**Prompt A:** Turn the rows below into a JSON list of strings, one string per line with blank lines left out. Start at the line of the rows that contains "Mark every instance of the green crop" and end at the last line of the rows, including both, and leave the pictures out of the list.

Standard RSA: No Scope Distinction

Standard RSA computes P(w | u) without any notion of scope. It treats "every student read some book" as an atomic utterance and computes a single distribution over worlds.

RSA gives one answer, but there are two legitimate readings (global vs local EXH).

def Comparisons.RSAExhExpressivity.standardRSAGame : RSA.IBR.InterpGame

Standard RSA interpretation game for embedded SI. Note: This game has NO scope parameter - it's scope-blind.

Equations

• One or more equations did not get rendered due to their size.

The Expressivity Gap: Formal Statement

The key observation is that standard RSA, by treating utterances atomically, must give the same probability to worlds that EXH would distinguish by scope.

The distinguishing worlds are w_SA and w_AS:

• Global EXH: allows these (prob > 0)
• Local EXH: excludes these (prob = 0)
• Standard RSA L0: allows these (literal meaning satisfied)

**Material supplied:**
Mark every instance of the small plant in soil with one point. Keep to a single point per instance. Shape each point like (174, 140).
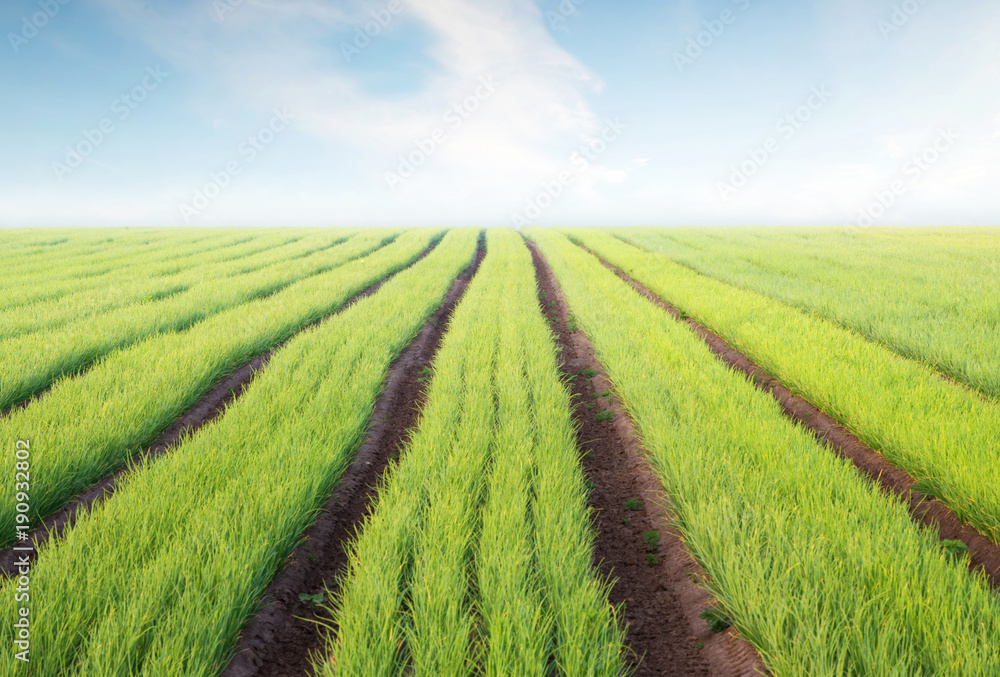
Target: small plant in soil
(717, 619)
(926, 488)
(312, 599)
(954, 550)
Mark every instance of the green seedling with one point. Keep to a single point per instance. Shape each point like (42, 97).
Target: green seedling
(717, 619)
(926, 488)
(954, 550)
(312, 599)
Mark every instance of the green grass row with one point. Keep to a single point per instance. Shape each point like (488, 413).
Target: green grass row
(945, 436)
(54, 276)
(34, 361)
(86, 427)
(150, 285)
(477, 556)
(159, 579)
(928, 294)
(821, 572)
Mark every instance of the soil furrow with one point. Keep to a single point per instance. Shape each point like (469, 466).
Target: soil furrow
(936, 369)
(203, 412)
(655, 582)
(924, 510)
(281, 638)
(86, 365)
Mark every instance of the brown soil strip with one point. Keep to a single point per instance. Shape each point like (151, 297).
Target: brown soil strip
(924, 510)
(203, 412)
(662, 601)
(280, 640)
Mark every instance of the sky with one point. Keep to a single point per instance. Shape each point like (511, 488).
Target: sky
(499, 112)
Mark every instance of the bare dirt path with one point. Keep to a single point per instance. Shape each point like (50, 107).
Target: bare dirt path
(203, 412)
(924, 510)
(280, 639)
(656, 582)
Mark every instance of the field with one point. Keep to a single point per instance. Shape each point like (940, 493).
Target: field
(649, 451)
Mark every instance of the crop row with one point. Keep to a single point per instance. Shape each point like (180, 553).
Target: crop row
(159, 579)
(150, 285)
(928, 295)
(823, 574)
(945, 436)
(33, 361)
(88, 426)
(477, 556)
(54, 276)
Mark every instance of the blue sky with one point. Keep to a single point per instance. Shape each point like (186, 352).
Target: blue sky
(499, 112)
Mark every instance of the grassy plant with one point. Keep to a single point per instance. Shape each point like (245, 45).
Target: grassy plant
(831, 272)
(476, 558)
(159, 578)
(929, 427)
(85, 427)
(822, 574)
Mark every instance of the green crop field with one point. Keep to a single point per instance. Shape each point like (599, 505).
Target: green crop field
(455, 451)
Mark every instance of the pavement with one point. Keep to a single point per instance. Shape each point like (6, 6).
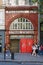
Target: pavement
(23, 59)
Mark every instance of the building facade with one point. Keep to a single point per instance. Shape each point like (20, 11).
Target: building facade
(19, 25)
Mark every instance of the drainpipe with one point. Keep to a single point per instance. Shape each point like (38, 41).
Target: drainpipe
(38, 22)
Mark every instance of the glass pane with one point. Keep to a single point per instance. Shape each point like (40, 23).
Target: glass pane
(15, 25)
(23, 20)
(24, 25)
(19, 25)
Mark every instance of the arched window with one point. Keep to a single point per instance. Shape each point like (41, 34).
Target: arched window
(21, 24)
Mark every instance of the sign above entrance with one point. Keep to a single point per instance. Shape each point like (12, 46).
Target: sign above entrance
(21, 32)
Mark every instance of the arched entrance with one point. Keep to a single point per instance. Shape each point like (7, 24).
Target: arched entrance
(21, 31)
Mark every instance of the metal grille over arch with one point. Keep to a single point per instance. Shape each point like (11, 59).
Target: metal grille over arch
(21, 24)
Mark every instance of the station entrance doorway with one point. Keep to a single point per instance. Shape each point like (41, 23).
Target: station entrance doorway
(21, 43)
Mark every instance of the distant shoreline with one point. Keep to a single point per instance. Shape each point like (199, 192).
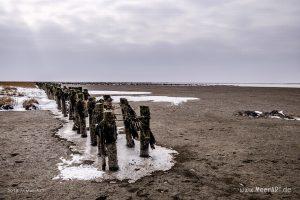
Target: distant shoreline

**Prompt B:** Return the whole text on standard RSA and scope, word for word.

**Full solution A:**
[
  "Mark every instance of the green crop field with one point. Keep to a single point per instance. Shape each point like (599, 505).",
  "Target: green crop field",
  "(455, 451)",
  "Mark every instance of the pavement with one point. Keep to a single point per instance. Shape each point like (6, 6).",
  "Target: pavement",
  "(23, 59)",
  "Mark every instance of the building facade with one point. Keep to a single point per instance. Shape each point like (20, 11).",
  "Target: building facade",
  "(19, 25)",
  "Mark every instance of the drainpipe with one point. Keep to a single point per instance. Shape each point like (38, 41).",
  "Target: drainpipe",
  "(38, 22)",
  "Mark every instance of the glass pane with one point. Keep to a single point per instance. Shape each point like (40, 23).",
  "Target: glass pane",
  "(15, 25)",
  "(23, 20)",
  "(24, 25)",
  "(19, 25)",
  "Mark every instance of the arched window with one point. Keep to a single point per instance. Shape each point like (41, 34).",
  "Target: arched window",
  "(21, 24)",
  "Mark every instance of the sign above entrance with one point. Keep to a single point per instance. Shape each point like (12, 46).",
  "Target: sign above entrance",
  "(21, 32)",
  "Mark every instance of the arched entrance with one point. Keep to a single point per instance. Shape each point like (7, 24).",
  "Target: arched entrance",
  "(21, 31)",
  "Mark every instance of the metal grille over arch with one point. Keep to a single point per instance. Shape each point like (11, 59).",
  "Target: metal grille over arch",
  "(21, 24)",
  "Mark every instance of the station entrance doorway with one point. Keep to a single point per instance. Shape each point like (41, 23).",
  "Target: station entrance doorway",
  "(21, 43)",
  "Mark every instance of the distant shoreline with one point. Keep to a single point per instance. Shape each point like (199, 192).",
  "Target: distant shoreline"
]

**Full solution B:**
Standard RSA: No Scope Distinction

Standard RSA computes P(w | u) without any notion of scope. It treats "every student read some book" as an atomic utterance and computes a single distribution over worlds.

RSA gives one answer, but there are two legitimate readings (global vs local EXH).

def Comparisons.RSAExhExpressivity.standardRSAGame : RSA.IBR.InterpGame

Standard RSA interpretation game for embedded SI. Note: This game has NO scope parameter - it's scope-blind.

Equations

• One or more equations did not get rendered due to their size.

The Expressivity Gap: Formal Statement

The key observation is that standard RSA, by treating utterances atomically, must give the same probability to worlds that EXH would distinguish by scope.

The distinguishing worlds are w_SA and w_AS:

• Global EXH: allows these (prob > 0)
• Local EXH: excludes these (prob = 0)
• Standard RSA L0: allows these (literal meaning satisfied)